## PROBLEM TO WORK ON
List every company that the news report below on Michigan's share of the opioid settlement names as paying the settlement.

## EXTRACT PROVIDED
Michigan could see a nearly $800-million windfall for addiction treatment and prevention as part of a national settlement with pharmaceutical companies over the opioid epidemic.
Johnson & Johnson and three pharmaceutical distributors -- Cardinal Health, McKesson and AmerisourceBergen -- would pay that amount over 18 years as part of the $26-billion overall agreement, state Attorney General Dana Nessel's office announced Wednesday afternoon.
Its statement says in part:
The historic agreement would resolve the claims of both state and local governments across the country, including the nearly 4,000 that have filed lawsuits in federal and state courts. The agreement also requires significant industry changes that will help prevent this type of crisis from ever happening again.
Depending on the allocation metrics and participation of local units of government, Michigan stands to receive up to nearly $800 million from these defendants over the life of the settlement. Only the 1998 national tobacco settlement has involved more dollars than this proposed settlement.
... "This historic settlement will help save lives and further combat the ongoing crisis, while also ensuring those who created this catastrophe pay for our collective recovery," [said Nessel]. "For far too long, local communities have carried the burden of fighting against the opioid epidemic and felt those in a position to advocate for them weren't listening. This settlement will bring much-needed financial support for ongoing intervention, services and treatment efforts statewide, and eventual healing for Michigan families."

## SUPPLIED INFORMATION
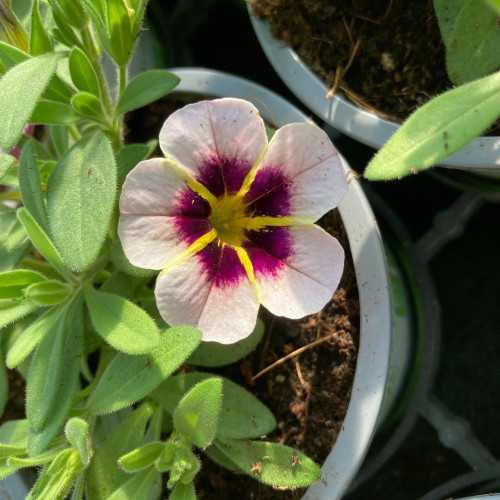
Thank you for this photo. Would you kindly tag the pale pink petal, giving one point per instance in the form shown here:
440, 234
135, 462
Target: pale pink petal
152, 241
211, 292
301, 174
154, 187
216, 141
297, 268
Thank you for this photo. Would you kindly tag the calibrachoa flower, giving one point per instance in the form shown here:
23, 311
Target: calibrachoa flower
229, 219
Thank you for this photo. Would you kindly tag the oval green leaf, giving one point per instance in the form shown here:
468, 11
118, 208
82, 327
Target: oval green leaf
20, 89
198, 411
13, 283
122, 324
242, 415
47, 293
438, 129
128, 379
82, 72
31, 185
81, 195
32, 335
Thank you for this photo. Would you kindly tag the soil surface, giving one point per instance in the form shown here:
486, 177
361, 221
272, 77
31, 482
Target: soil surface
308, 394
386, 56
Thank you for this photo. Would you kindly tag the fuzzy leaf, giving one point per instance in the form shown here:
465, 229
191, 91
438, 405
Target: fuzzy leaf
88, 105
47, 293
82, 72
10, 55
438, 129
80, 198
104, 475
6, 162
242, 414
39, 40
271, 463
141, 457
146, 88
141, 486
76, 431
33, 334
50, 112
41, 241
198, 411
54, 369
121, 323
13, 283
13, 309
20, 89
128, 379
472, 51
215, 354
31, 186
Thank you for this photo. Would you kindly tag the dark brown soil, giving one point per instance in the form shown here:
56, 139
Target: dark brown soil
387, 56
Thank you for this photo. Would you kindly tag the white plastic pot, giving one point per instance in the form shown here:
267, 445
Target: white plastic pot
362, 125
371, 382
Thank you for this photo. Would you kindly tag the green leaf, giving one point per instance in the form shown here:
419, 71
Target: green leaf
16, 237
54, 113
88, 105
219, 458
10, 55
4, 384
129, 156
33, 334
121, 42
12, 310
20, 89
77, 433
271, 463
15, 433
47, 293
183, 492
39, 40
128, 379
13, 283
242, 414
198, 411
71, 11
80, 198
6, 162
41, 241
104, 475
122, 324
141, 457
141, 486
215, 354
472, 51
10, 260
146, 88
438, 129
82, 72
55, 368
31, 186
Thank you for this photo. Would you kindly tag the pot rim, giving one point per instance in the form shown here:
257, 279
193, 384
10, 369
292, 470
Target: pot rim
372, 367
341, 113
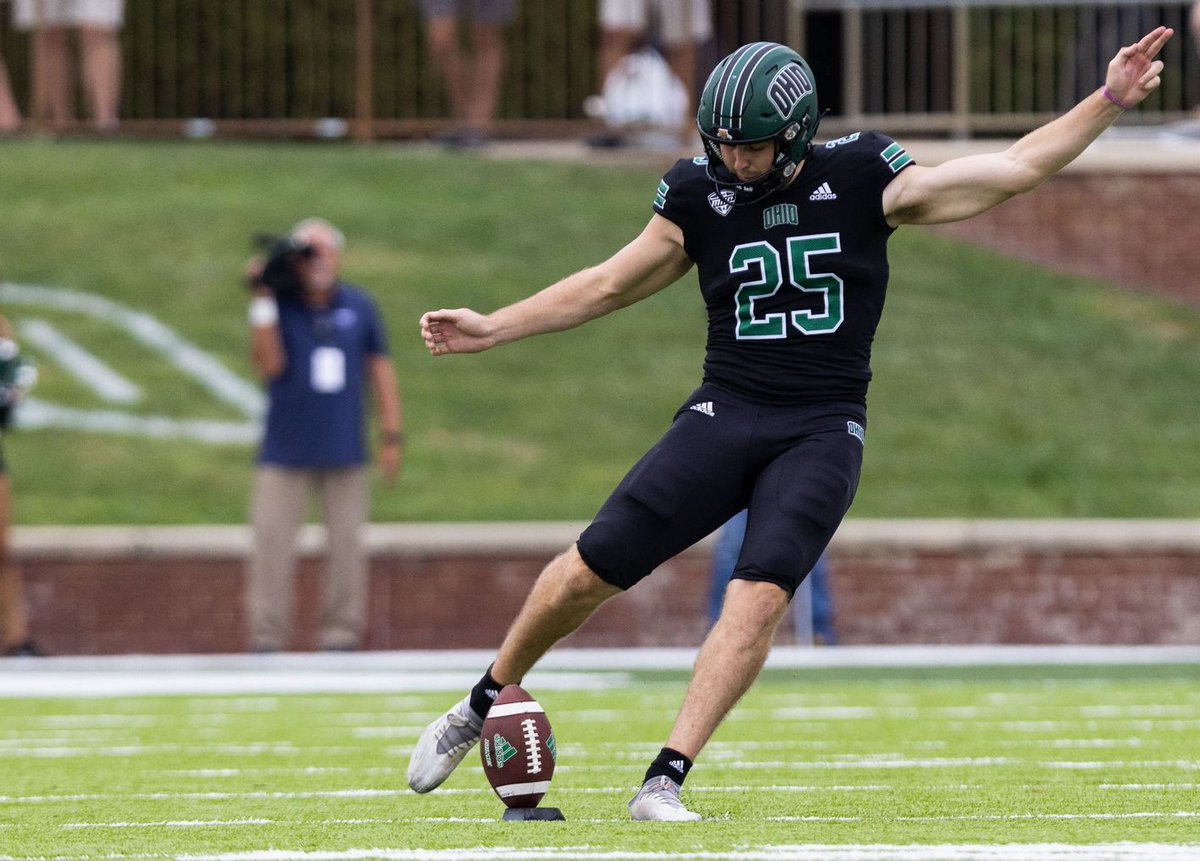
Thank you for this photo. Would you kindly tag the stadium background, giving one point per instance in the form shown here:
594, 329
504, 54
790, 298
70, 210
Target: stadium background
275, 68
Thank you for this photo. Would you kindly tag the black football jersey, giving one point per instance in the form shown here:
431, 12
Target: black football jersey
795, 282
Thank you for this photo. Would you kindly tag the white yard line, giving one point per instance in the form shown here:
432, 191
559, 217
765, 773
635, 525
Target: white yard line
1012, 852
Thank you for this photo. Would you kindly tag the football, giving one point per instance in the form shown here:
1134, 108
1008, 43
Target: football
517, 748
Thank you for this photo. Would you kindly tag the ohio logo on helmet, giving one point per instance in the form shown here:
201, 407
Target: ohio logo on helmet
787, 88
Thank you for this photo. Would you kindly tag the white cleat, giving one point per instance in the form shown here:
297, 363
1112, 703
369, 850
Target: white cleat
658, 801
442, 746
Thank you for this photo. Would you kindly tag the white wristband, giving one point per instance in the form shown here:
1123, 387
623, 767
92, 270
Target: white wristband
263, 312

---

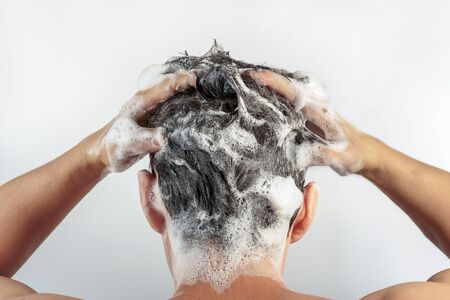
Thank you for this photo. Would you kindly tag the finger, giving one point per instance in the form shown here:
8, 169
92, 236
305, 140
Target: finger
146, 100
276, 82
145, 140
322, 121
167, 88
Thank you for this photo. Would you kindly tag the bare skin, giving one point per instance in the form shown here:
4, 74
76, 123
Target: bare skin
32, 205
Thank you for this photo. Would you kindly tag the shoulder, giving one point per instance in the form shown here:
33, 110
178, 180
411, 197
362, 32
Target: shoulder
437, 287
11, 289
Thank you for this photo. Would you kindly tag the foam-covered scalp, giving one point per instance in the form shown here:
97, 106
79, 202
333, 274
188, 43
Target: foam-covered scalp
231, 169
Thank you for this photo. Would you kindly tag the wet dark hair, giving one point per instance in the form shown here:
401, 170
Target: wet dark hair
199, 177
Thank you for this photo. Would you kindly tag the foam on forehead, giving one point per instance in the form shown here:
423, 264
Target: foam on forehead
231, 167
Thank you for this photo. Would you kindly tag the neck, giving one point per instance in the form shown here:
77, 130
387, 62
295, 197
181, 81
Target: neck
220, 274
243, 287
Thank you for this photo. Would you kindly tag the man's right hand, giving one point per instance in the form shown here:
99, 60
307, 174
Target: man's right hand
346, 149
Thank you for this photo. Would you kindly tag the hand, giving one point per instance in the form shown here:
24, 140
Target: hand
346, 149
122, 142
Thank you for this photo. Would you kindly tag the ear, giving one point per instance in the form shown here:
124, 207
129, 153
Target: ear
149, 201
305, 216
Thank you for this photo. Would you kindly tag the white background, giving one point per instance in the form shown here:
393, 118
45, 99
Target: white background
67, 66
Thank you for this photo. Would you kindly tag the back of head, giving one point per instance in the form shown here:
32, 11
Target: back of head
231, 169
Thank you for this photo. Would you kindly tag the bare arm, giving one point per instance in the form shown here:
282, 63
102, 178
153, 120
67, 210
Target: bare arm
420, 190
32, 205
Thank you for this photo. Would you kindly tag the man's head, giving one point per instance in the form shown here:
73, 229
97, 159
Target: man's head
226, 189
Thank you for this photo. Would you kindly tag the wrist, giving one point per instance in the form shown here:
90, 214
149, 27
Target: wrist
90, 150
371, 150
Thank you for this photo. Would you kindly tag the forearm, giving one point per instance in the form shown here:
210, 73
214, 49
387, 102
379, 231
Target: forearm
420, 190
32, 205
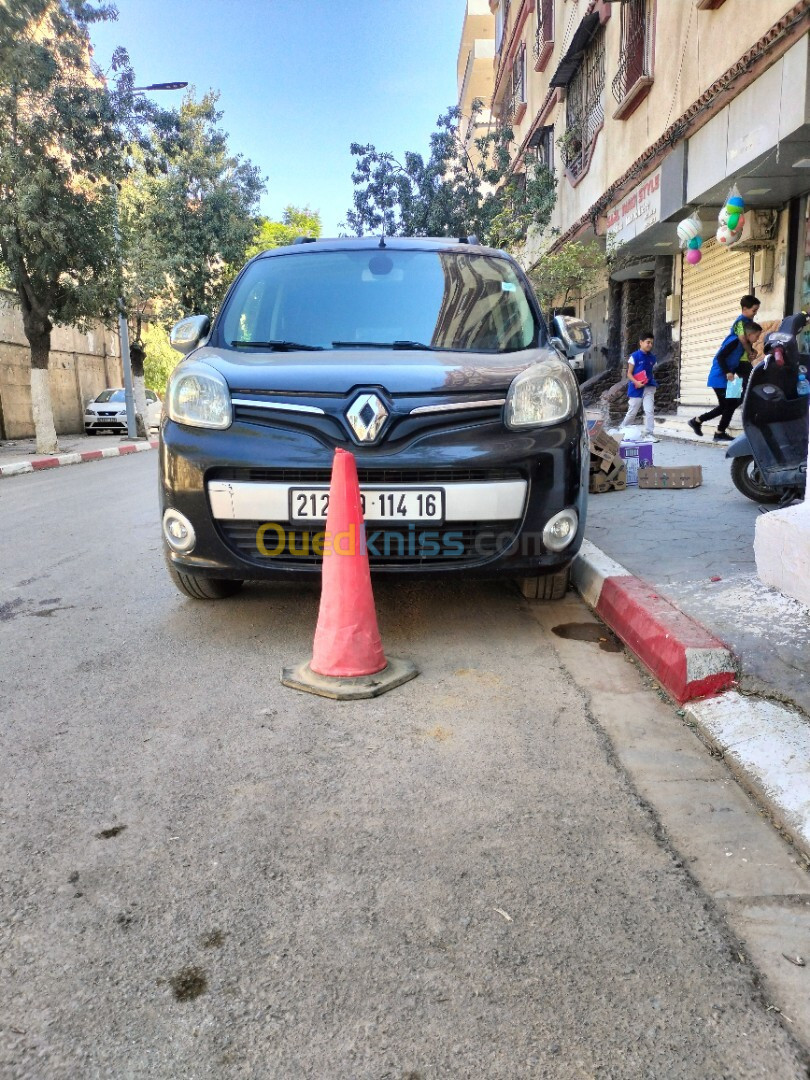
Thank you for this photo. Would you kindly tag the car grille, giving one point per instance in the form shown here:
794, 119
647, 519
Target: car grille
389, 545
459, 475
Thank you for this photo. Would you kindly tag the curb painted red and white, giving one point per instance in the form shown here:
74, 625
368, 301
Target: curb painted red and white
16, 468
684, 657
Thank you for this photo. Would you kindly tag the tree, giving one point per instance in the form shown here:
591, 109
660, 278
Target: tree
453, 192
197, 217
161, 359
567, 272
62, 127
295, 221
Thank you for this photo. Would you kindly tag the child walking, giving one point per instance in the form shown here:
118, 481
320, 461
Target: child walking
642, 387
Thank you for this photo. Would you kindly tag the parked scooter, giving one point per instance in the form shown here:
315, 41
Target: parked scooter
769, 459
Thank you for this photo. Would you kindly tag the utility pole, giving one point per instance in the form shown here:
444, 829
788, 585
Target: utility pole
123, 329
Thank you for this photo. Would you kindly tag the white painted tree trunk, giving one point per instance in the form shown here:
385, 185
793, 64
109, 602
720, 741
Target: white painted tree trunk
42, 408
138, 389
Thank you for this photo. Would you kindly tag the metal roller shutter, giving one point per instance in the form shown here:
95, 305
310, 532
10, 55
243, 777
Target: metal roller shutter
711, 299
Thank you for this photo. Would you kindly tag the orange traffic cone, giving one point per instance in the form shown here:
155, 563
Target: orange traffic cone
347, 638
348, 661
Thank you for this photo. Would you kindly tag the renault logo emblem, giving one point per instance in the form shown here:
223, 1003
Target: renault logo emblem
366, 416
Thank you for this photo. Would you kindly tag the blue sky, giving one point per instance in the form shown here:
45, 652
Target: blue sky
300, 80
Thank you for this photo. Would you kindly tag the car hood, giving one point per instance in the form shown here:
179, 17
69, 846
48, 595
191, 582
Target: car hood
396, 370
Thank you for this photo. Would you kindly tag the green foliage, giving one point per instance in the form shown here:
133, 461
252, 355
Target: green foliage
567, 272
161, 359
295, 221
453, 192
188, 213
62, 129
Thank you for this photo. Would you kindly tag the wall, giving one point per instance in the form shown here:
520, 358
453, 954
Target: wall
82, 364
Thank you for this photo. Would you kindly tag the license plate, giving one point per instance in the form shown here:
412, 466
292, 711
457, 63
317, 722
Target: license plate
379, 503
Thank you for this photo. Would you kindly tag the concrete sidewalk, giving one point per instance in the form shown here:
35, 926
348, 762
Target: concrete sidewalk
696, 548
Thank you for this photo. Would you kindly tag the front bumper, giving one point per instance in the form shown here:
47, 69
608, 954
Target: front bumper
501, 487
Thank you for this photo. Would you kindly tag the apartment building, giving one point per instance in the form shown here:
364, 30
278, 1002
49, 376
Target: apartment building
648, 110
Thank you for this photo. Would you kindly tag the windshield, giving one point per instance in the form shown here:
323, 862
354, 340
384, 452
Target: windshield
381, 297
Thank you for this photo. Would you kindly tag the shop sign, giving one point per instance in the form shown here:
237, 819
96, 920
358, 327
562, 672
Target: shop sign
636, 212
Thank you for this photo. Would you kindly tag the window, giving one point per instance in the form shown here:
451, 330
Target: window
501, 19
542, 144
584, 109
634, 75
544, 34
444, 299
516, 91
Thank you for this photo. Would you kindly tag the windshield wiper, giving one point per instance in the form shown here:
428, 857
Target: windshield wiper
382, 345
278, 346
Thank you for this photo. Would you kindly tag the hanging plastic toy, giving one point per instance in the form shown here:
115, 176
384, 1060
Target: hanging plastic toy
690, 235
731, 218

## ANSWER TO THIS EXERCISE
Johnson & Johnson, Cardinal Health, McKesson, AmerisourceBergen